▶ Problem requirements:
Starting at the first line below and ending at the line that contains "[[587, 398, 665, 458]]", write out only those lines again in full, shifting every box coordinate in the answers up by 149.

▶ Record set:
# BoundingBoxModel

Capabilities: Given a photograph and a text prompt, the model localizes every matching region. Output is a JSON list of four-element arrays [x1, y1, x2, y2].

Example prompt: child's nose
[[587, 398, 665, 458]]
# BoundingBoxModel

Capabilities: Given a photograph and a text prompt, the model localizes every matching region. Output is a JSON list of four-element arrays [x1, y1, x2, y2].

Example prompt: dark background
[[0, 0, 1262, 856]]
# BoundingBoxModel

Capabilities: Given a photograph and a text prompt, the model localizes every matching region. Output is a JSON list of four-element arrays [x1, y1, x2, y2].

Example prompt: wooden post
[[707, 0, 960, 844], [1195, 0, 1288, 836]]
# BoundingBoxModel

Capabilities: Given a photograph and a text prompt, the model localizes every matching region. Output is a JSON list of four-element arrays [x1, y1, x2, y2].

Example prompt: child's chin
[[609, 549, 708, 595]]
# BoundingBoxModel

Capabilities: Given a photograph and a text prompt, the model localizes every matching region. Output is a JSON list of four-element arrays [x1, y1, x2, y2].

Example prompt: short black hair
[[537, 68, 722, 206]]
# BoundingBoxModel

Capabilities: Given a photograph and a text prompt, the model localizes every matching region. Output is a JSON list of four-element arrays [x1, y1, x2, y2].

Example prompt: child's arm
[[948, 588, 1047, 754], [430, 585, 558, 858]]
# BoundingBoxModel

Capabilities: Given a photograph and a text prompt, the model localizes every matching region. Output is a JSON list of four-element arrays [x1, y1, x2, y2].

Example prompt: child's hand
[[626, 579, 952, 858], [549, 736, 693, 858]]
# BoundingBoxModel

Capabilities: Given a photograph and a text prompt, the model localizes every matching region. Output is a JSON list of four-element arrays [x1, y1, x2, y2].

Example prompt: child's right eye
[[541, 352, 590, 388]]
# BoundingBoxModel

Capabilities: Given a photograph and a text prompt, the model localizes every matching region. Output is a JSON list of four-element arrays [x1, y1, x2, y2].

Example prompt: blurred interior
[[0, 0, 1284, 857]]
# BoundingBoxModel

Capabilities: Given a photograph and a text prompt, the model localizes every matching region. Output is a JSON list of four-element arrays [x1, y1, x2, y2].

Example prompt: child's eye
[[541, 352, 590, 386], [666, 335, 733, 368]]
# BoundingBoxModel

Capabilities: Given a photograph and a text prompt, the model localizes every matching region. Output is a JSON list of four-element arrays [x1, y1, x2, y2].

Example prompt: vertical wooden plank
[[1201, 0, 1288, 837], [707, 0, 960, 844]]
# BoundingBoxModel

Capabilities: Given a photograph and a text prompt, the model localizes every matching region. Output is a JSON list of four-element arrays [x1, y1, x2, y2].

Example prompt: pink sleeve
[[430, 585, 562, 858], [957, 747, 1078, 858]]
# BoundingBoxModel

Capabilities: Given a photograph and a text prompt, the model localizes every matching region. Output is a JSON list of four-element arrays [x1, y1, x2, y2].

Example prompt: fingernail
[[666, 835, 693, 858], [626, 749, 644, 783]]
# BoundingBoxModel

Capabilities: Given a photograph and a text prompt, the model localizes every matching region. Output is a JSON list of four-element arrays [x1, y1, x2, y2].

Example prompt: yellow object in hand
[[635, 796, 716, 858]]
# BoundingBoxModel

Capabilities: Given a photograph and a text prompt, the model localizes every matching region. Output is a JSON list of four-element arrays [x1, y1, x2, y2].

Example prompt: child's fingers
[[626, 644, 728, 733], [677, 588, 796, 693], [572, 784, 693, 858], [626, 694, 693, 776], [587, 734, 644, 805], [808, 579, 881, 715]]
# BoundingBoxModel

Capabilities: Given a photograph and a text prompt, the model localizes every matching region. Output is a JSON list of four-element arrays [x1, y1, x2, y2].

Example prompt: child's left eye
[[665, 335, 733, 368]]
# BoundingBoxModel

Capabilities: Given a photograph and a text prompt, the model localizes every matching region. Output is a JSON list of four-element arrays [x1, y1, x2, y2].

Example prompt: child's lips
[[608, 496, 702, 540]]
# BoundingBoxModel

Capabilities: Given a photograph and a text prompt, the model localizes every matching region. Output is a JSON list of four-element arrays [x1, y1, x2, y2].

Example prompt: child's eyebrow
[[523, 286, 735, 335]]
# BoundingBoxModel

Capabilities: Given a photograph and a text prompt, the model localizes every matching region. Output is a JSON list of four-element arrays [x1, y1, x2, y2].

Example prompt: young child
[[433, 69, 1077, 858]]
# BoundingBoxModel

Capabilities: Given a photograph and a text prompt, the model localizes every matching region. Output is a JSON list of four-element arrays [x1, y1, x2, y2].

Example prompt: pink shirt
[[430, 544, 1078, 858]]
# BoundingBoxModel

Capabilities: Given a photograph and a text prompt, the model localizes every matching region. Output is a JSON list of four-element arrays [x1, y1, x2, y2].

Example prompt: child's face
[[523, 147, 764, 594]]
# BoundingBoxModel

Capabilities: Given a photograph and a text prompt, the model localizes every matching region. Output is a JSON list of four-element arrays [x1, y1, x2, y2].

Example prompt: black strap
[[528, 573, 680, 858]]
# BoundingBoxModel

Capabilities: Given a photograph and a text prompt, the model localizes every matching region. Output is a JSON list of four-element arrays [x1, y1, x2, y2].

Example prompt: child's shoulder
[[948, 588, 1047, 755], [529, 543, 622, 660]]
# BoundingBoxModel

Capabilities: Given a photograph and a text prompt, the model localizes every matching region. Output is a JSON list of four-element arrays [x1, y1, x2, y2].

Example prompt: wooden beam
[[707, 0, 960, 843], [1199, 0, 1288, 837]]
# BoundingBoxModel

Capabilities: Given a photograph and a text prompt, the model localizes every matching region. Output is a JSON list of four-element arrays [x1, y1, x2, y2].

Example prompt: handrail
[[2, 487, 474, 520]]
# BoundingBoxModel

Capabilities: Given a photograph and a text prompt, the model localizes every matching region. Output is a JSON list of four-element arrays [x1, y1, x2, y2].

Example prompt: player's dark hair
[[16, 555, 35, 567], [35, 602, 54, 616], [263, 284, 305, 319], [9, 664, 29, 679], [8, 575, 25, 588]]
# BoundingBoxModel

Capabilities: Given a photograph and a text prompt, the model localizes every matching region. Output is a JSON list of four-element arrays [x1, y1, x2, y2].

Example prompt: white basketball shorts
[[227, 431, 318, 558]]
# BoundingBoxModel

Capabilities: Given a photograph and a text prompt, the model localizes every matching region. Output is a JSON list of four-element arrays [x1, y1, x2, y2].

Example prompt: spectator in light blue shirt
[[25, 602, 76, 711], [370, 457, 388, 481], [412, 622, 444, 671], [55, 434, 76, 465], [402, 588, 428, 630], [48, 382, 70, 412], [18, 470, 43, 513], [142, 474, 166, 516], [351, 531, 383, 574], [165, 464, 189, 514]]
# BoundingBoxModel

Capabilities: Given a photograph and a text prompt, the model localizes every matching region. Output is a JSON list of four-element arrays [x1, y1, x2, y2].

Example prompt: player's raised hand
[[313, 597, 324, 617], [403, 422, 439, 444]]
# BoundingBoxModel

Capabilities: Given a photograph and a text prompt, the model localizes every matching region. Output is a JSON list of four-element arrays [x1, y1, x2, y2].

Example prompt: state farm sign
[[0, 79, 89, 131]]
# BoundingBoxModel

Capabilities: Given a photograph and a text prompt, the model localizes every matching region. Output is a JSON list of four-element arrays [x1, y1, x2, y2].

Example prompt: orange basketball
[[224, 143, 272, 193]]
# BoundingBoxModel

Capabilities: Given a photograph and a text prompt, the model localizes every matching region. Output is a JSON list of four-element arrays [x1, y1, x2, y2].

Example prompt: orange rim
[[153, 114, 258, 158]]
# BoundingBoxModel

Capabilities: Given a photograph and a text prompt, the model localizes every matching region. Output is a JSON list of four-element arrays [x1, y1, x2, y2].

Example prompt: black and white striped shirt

▶ Exercise solution:
# BoundingBoxModel

Capabilities: Given a photograph and a text prompt, the model localizes every matching region. Output is a JSON list of four-element arrays [x1, y1, x2, y2].

Example prompt: child's nose
[[736, 547, 814, 607]]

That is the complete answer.